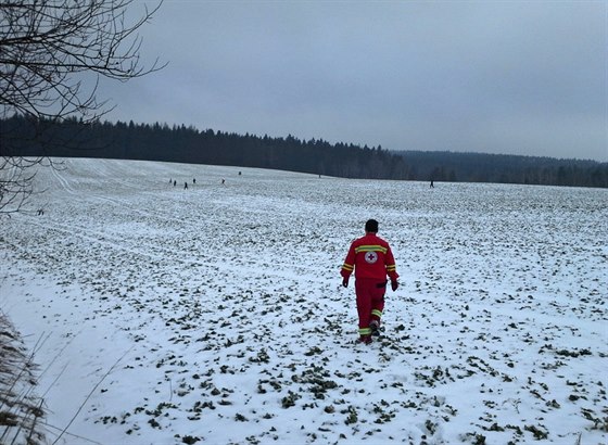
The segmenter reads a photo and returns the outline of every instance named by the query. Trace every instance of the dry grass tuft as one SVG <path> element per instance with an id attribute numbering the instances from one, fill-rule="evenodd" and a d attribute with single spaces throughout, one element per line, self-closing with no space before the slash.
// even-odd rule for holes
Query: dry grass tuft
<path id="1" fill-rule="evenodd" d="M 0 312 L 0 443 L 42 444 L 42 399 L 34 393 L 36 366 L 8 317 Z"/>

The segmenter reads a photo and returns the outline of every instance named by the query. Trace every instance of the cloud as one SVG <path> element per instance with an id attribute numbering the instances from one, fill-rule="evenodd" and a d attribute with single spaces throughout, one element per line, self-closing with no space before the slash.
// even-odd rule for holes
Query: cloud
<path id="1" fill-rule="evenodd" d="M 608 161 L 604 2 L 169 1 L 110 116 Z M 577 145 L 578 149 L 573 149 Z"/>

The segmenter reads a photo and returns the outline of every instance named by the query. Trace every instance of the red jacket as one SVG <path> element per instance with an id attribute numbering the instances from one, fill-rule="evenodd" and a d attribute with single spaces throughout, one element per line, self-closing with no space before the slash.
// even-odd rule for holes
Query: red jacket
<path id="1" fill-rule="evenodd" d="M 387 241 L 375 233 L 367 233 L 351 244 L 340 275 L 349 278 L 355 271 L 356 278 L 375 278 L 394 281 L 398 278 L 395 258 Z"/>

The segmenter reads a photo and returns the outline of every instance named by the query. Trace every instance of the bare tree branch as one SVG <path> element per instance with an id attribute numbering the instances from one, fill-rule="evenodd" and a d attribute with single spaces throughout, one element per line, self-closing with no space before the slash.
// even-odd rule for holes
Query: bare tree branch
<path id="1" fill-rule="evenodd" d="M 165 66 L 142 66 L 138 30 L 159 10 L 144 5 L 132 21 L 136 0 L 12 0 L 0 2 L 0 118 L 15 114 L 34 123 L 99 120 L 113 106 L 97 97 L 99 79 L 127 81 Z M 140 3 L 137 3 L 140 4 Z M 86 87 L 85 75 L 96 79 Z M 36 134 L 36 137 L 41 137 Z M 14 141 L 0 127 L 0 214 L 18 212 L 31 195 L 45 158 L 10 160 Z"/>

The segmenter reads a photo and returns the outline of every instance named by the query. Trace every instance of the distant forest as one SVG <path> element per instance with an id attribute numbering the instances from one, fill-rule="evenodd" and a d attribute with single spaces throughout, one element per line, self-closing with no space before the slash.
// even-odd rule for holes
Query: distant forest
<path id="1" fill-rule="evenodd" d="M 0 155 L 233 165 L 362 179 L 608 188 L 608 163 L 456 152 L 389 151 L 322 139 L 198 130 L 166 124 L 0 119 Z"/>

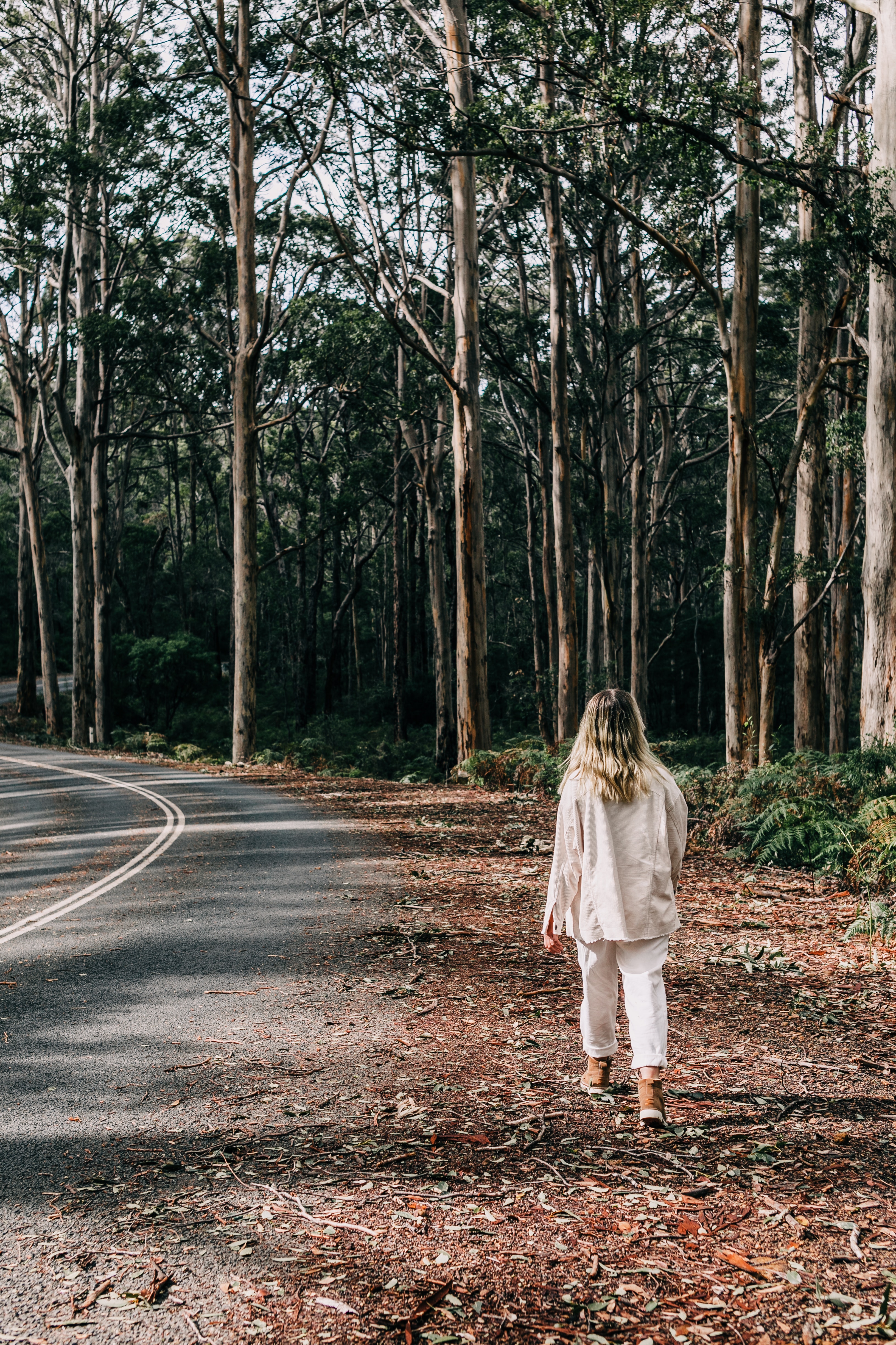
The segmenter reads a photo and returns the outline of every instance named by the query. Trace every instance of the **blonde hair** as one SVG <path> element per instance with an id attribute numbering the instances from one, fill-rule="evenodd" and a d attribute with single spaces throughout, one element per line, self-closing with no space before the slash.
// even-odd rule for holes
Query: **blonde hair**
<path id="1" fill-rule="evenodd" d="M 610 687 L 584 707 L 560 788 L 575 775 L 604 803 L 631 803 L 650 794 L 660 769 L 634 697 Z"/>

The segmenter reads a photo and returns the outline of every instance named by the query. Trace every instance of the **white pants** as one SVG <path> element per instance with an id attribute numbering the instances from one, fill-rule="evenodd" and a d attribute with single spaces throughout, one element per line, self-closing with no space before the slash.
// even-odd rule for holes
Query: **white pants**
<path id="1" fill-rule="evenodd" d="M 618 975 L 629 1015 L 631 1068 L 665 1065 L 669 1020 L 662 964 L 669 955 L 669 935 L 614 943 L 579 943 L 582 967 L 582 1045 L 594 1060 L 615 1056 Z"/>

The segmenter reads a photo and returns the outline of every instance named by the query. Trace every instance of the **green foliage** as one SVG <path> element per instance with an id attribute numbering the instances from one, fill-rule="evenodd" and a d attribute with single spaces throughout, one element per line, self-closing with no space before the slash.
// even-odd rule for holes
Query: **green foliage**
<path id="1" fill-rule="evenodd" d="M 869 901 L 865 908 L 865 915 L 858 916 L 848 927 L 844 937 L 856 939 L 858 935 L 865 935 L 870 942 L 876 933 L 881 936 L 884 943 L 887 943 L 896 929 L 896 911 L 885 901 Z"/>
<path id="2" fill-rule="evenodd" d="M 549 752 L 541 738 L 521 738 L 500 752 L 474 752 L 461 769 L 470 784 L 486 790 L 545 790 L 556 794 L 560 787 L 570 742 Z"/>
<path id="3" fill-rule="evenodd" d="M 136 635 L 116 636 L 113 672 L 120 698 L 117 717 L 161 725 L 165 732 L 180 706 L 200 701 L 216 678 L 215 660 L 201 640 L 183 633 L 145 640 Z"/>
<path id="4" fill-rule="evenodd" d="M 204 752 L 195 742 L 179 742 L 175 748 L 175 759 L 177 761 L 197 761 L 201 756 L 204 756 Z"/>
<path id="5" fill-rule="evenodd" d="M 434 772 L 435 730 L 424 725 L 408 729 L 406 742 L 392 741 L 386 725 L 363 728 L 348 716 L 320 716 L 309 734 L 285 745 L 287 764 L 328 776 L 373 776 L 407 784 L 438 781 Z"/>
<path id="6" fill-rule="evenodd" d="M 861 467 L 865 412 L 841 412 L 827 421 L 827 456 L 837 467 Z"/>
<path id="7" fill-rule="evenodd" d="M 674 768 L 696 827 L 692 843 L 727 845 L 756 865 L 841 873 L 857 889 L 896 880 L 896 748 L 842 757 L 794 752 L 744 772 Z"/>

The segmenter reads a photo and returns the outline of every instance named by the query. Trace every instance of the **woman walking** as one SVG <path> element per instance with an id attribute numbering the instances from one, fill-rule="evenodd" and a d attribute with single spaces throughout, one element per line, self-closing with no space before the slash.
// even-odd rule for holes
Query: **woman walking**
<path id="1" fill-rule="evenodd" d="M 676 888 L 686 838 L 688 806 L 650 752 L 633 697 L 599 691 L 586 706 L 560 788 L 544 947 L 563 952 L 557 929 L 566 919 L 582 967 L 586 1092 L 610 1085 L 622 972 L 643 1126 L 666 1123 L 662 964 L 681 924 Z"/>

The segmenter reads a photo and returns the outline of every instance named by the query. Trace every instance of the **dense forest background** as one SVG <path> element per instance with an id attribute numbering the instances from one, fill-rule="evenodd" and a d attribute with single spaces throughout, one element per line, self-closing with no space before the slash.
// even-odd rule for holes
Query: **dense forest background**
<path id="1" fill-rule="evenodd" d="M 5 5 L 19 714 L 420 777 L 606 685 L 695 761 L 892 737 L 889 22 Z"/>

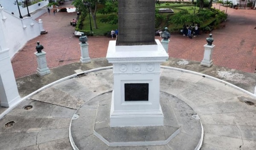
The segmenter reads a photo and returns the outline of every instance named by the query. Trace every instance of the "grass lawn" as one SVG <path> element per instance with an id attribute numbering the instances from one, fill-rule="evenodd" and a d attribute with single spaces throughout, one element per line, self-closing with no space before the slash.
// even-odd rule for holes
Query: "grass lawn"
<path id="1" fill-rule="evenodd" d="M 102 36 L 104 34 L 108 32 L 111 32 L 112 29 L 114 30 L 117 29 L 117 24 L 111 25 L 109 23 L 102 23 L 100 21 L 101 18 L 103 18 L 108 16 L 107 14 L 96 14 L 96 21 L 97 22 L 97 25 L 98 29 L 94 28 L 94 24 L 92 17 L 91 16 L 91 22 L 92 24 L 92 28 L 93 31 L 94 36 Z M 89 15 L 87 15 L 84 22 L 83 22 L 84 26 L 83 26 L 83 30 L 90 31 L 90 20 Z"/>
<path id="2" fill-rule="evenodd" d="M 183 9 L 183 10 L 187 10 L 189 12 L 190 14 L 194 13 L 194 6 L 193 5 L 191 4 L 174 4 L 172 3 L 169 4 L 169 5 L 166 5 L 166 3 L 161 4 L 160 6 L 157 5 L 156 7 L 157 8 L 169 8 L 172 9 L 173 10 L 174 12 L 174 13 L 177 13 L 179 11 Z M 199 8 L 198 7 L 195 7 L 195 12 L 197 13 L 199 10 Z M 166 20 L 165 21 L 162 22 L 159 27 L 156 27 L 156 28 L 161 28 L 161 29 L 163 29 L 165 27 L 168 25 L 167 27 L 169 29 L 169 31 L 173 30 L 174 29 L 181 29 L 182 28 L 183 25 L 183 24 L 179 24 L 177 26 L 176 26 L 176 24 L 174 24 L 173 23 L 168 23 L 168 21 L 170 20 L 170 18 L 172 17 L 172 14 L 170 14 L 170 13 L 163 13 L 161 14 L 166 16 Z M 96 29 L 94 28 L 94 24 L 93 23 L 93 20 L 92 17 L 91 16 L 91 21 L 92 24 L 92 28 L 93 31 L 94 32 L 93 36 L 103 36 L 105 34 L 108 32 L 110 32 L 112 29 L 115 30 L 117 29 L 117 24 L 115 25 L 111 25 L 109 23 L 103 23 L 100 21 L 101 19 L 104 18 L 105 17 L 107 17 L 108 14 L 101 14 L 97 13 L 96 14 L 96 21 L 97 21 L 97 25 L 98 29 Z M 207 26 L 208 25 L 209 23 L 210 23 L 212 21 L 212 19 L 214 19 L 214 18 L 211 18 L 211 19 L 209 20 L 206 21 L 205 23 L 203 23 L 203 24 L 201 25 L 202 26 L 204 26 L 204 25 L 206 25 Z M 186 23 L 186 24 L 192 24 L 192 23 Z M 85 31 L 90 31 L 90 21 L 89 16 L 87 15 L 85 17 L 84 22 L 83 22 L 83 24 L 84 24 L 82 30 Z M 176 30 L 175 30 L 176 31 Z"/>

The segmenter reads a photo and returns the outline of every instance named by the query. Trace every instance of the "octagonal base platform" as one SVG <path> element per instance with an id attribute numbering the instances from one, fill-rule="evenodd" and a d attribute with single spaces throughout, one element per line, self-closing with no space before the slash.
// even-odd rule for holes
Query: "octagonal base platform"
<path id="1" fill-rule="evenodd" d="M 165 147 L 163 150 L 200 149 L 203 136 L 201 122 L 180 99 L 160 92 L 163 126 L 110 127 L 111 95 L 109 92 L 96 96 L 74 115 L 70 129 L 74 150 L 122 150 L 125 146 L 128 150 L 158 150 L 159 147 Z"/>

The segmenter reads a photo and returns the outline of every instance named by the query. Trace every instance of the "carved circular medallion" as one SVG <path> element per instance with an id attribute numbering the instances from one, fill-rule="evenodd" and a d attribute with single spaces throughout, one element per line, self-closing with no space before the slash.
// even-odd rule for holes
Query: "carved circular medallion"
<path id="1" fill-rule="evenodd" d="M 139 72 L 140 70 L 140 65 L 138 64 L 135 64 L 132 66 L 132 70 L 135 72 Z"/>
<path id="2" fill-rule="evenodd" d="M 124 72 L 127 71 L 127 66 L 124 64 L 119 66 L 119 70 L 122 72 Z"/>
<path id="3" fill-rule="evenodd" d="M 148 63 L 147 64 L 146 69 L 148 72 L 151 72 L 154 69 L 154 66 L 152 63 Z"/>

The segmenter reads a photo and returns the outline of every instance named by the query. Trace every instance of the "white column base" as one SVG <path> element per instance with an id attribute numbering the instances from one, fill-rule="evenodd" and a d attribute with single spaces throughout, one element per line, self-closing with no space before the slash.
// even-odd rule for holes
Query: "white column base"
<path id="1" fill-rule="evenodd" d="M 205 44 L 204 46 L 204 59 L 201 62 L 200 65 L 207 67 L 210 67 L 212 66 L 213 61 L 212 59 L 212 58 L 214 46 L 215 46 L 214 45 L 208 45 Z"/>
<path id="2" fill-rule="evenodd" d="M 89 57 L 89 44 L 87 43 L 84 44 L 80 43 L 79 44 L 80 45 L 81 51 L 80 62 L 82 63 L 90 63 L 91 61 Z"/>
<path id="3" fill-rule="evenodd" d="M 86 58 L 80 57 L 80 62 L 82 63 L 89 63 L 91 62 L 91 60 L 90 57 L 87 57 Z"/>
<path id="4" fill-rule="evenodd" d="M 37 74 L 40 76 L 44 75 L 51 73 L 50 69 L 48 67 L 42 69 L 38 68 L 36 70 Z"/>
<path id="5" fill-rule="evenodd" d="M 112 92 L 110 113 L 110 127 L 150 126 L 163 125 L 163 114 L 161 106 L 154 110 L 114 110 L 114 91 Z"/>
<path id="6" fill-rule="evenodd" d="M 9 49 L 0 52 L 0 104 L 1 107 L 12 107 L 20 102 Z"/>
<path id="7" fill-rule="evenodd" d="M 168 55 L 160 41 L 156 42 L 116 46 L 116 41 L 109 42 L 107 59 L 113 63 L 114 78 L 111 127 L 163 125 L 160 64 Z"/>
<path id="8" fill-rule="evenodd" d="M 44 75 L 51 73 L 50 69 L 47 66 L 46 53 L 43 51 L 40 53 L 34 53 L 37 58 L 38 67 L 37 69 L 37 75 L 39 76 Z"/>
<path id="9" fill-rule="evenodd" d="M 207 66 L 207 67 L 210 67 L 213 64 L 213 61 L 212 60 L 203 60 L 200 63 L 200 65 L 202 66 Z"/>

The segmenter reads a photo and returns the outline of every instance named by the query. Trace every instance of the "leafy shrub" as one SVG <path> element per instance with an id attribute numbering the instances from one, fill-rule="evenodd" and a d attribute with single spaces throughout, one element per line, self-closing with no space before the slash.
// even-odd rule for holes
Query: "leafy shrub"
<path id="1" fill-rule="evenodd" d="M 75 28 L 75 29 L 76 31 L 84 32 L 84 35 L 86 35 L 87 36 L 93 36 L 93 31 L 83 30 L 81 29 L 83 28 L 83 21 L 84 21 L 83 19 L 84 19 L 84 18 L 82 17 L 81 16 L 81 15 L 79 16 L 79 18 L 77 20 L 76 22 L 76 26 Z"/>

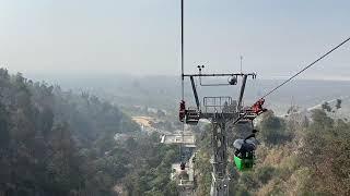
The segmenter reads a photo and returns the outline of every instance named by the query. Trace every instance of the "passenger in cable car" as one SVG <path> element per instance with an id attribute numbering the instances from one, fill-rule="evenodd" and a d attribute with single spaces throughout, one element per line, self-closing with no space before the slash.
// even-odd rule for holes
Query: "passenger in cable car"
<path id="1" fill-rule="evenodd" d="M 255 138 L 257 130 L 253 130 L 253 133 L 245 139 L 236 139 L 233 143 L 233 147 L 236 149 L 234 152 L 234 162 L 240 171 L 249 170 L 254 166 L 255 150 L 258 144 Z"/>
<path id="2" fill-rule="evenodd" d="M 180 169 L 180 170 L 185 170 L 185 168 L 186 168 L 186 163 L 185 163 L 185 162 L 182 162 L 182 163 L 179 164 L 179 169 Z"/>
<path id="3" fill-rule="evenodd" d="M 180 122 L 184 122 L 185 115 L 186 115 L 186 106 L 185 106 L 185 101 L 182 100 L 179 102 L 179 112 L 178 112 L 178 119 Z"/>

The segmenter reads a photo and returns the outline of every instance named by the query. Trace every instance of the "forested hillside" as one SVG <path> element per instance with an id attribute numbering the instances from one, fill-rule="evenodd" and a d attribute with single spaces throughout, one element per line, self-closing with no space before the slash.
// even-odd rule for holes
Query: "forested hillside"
━━━━━━━━
*To be done*. Switch "dry grass tuft" to "withered grass clump" throughout the part of the material that opens with its first line and closes with the line containing "312 L 0 443", changing nothing else. Give back only those lines, without the pictures.

*Exercise response*.
The segmenter reads a photo and returns the outline of every instance named by the query. Trace every instance of the withered grass clump as one SVG <path> element per instance with an id attribute numbering the instances from one, fill-rule="evenodd" and a d attribute with single spaces throughout, one element per line, self-closing with no space before the slash.
// even-odd rule for holes
Query: withered grass clump
<path id="1" fill-rule="evenodd" d="M 0 312 L 0 443 L 42 444 L 42 399 L 34 393 L 36 366 L 8 317 Z"/>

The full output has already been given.